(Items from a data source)
►

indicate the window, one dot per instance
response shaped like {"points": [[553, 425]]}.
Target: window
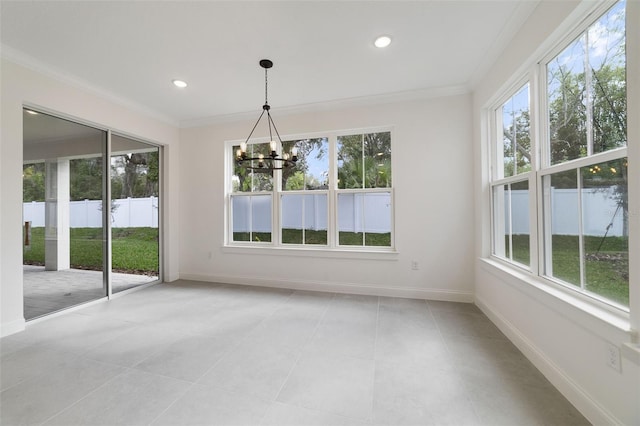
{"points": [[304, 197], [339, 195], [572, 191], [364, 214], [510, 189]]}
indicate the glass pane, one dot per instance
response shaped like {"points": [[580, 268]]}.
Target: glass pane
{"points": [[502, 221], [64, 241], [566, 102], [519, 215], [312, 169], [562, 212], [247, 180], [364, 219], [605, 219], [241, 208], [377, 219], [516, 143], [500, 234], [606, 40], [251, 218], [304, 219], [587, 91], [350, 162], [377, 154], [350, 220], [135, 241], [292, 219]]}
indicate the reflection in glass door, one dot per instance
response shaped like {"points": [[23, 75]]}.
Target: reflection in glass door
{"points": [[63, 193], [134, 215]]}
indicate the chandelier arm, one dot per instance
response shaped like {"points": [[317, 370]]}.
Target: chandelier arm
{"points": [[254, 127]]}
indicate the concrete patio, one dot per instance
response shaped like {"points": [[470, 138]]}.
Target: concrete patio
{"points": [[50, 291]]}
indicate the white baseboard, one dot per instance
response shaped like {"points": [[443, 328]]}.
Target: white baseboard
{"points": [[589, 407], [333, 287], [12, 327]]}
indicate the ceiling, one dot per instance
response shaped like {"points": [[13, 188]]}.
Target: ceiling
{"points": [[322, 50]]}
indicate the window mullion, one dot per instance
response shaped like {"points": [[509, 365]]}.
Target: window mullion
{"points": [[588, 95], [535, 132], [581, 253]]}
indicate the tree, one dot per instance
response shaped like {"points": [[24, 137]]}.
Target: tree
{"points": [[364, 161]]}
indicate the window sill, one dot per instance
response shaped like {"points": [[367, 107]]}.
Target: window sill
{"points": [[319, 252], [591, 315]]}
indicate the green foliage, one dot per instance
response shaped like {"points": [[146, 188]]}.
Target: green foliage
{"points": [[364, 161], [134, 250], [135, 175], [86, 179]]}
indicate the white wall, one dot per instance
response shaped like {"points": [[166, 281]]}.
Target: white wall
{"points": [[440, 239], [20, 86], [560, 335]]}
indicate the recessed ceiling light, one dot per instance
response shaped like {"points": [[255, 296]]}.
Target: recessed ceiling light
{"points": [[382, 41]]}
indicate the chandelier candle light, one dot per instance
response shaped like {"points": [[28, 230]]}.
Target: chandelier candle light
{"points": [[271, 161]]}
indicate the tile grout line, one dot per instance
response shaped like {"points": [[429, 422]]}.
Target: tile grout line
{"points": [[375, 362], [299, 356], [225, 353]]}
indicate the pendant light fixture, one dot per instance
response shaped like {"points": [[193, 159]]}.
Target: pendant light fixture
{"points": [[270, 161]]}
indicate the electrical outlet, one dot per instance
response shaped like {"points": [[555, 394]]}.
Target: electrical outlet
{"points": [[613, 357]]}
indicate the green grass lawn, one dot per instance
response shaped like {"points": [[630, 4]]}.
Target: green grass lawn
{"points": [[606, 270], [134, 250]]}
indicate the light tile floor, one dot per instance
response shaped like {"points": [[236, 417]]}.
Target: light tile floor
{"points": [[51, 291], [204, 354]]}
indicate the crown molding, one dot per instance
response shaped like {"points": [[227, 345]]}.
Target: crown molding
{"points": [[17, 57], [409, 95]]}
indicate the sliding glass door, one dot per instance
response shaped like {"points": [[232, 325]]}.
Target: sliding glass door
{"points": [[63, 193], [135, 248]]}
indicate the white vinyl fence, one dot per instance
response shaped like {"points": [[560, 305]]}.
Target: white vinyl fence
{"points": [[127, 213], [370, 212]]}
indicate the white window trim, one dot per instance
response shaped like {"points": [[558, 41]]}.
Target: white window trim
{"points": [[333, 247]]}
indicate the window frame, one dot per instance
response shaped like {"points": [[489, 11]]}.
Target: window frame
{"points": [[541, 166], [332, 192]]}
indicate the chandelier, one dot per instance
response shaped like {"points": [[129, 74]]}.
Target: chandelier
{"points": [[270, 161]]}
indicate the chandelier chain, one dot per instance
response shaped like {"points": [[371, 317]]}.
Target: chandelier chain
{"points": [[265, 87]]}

◄

What you will do —
Output a faithful copy of the data, with each picture left out.

Response —
indicate the window, one dot per instance
response shaped like {"points": [[553, 425]]}.
Target: window
{"points": [[304, 197], [339, 195], [572, 191], [364, 214], [510, 189]]}
indicate the glass pane, one dot per instance
response shaped like {"points": [[580, 268]]}.
Target: glass pane
{"points": [[502, 221], [64, 241], [566, 102], [519, 215], [312, 169], [562, 212], [247, 180], [364, 219], [605, 219], [241, 208], [377, 219], [516, 143], [500, 234], [606, 40], [251, 218], [304, 219], [587, 91], [350, 162], [377, 154], [350, 220], [135, 241], [292, 219]]}
indicate the reflection in glass door, one dot per instance
response shaped like {"points": [[23, 75]]}.
Target: reflection in glass door
{"points": [[63, 193], [134, 215]]}
indicate the chandelier arm, one dot per instance
response shaped like {"points": [[317, 370]]}.
Target: chandelier arm
{"points": [[254, 127]]}
indicate the concrete patio, one dot per instance
response shaped like {"points": [[470, 138]]}.
Target: concrete patio
{"points": [[50, 291]]}
indicate the white baseboard, one dot per instance
response shaped like {"points": [[443, 328]]}.
Target: white baseboard
{"points": [[589, 407], [333, 287], [12, 327]]}
indicate the ceiling, one dot per instance
response shaped like {"points": [[13, 188]]}.
Target: ceiling
{"points": [[322, 50]]}
indicate the window mullion, one dot per instance
response shaped like {"points": [[509, 365]]}.
Target: window mullion
{"points": [[588, 95], [535, 132], [581, 253]]}
indicate the tree, one dot per instance
response shaped like {"points": [[24, 137]]}.
Target: tree
{"points": [[364, 161]]}
indicate the window sill, one dot per instance
response shaped like {"points": [[367, 107]]}.
Target: window sill
{"points": [[319, 252], [591, 315]]}
indicate the green foliage, one dot per instance
response shaped like {"points": [[146, 188]]}.
Target: green foliage
{"points": [[364, 161], [134, 250], [135, 175], [86, 179]]}
indicate the white wall, one dot per instance
response shaped like {"points": [[166, 281]]}.
Target: white wall
{"points": [[440, 239], [20, 86], [560, 335]]}
indicate the recessed ceiling light, one dot per instance
response shaped like {"points": [[255, 296]]}.
Target: recessed ceiling light
{"points": [[382, 41]]}
indicate the chandelier candle light, one dot per instance
response shaped like {"points": [[28, 230]]}.
Target: chandelier candle light
{"points": [[271, 161]]}
indicate the tile grout line, one dot per instance
response shaped like {"points": [[429, 422]]}.
Target: tile grout line
{"points": [[375, 362], [299, 356], [225, 353]]}
indicate the pendant light fixture, one dot per instance
response shaped like {"points": [[193, 159]]}.
Target: pendant light fixture
{"points": [[270, 161]]}
indicate the electrical outlet, one dot per instance
response shaped like {"points": [[555, 394]]}.
Target: electrical outlet
{"points": [[613, 357]]}
indicate the green grass lawn, one dot per instance
response shaped like {"points": [[630, 4]]}.
Target: green grass lawn
{"points": [[606, 270], [134, 250]]}
indicate the light tile floor, one dot per instance
response shaped like {"points": [[236, 417]]}.
Target: light tile floor
{"points": [[51, 291], [204, 354]]}
indicate the crown molding, one dot per instance
response shaped like {"points": [[227, 345]]}.
Target: crown molding
{"points": [[17, 57], [409, 95]]}
indicate the sliding glass door, one dot per instance
response shaped like {"points": [[232, 325]]}.
Target: sliding glass door
{"points": [[63, 193], [135, 248]]}
indicate the white vinyl fence, one dot per instance
response shaped like {"points": [[560, 305]]}.
Target: white vinyl fence
{"points": [[127, 213], [370, 212]]}
indicate the white window trim, one dot per instance
response shaped like {"points": [[558, 41]]}.
Target: white window trim
{"points": [[333, 247]]}
indicate the window frame, one dot per instance
response shaped like {"points": [[489, 11]]}.
Target: window frame
{"points": [[541, 166], [332, 192]]}
indicate the chandelier, one dot per instance
response shaped like {"points": [[129, 74]]}.
Target: chandelier
{"points": [[270, 161]]}
indicate the chandelier chain, one dot per instance
response shaped like {"points": [[371, 317]]}.
Target: chandelier chain
{"points": [[265, 87]]}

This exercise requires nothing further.